Put every line of the records below into a JSON list of strings, one string per line, and leave out any blank lines.

▶ Materials provided:
------------------------

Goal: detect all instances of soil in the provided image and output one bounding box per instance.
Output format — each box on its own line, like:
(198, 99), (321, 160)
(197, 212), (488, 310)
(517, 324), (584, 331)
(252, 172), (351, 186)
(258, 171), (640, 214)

------------------------

▶ Expected answer:
[
  "Goal: detect all instances of soil in the provided image and output one bounding box per instance.",
  "Output format — each box on its own line, like:",
  "(198, 99), (321, 160)",
  "(197, 212), (488, 310)",
  "(517, 324), (584, 331)",
  "(252, 172), (351, 186)",
  "(258, 171), (640, 214)"
]